>> begin Information provided
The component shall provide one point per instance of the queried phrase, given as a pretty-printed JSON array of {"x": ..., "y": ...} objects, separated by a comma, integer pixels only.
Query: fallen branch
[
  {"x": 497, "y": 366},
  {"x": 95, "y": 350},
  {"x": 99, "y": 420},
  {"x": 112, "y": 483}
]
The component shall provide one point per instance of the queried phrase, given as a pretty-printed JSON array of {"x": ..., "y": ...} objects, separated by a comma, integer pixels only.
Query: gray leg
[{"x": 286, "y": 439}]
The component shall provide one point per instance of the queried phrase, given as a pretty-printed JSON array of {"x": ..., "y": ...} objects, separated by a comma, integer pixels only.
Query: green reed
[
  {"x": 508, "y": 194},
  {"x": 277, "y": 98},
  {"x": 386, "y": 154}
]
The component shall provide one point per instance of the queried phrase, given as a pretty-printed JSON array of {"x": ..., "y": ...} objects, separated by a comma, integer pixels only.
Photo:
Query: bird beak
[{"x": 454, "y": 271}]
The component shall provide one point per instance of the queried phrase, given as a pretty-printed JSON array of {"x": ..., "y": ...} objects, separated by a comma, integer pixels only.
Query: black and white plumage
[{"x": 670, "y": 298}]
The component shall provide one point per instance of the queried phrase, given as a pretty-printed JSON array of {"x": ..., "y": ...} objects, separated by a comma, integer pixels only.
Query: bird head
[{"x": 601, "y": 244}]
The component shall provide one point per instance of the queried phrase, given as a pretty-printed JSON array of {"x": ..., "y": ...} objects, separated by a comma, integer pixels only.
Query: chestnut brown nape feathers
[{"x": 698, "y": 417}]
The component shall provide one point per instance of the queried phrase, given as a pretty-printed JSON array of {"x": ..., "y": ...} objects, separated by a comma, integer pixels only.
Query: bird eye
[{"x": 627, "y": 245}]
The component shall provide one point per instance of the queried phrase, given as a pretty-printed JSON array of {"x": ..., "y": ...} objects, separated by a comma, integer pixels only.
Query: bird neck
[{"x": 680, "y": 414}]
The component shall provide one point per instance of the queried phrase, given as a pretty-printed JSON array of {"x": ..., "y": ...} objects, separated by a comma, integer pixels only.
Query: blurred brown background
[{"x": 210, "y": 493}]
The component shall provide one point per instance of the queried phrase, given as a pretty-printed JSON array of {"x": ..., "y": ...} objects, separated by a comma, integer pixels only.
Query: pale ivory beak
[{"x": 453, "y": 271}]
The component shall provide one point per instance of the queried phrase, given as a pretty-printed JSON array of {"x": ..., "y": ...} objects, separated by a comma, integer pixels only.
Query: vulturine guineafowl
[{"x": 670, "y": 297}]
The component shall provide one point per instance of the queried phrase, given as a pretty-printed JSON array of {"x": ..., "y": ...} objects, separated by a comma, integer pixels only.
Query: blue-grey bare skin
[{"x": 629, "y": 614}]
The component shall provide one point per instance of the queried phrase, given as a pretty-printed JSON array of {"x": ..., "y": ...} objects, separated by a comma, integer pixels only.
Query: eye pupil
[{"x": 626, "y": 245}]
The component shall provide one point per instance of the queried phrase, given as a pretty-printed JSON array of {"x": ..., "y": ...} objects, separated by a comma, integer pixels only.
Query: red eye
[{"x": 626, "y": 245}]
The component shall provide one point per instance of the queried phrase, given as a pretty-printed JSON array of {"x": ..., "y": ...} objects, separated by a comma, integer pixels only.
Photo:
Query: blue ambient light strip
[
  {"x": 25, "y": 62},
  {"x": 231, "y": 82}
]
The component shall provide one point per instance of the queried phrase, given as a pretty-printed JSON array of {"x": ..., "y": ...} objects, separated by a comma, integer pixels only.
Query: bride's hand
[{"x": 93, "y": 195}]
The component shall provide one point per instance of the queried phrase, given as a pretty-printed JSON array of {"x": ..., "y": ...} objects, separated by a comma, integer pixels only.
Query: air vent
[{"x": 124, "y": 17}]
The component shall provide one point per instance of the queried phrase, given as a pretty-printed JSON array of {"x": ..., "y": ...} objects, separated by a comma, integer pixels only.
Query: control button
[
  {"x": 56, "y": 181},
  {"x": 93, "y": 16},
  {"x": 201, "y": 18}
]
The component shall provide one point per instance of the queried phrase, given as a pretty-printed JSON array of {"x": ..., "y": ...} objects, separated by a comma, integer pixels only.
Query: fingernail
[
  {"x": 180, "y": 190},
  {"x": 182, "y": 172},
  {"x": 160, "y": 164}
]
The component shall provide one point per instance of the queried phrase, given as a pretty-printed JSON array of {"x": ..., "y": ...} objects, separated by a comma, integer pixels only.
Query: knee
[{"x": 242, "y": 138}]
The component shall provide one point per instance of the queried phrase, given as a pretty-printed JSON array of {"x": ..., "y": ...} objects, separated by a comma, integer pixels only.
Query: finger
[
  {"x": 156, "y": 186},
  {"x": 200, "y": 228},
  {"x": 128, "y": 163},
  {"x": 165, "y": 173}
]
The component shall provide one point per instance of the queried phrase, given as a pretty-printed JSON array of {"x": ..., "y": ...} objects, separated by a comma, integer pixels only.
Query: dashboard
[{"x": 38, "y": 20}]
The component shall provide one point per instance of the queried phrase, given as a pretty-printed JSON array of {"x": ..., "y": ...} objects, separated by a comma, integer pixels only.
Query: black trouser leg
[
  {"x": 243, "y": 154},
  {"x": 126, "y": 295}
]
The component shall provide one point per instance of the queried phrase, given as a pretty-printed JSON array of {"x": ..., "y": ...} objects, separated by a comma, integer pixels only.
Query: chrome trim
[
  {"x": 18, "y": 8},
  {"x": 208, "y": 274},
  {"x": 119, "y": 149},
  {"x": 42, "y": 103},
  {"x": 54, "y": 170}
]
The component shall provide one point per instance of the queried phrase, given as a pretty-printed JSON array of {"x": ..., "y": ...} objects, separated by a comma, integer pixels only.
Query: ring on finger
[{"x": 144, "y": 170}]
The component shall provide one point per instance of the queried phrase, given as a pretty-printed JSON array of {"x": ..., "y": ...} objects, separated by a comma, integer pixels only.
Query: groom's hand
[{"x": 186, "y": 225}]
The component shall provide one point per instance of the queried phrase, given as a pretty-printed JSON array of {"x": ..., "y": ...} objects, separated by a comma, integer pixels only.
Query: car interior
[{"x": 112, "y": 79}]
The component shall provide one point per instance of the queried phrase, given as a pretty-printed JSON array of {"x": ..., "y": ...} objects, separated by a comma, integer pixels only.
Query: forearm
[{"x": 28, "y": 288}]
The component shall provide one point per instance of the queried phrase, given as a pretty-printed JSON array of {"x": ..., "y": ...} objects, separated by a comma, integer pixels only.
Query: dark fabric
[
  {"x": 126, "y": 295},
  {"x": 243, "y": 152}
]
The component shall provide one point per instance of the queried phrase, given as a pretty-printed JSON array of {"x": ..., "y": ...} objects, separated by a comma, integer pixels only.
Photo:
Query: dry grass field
>> end Information provided
Collect every line of the records above that contains the string "brown". Treat case as significant.

Query: chestnut brown nape feathers
Query: blurred brown background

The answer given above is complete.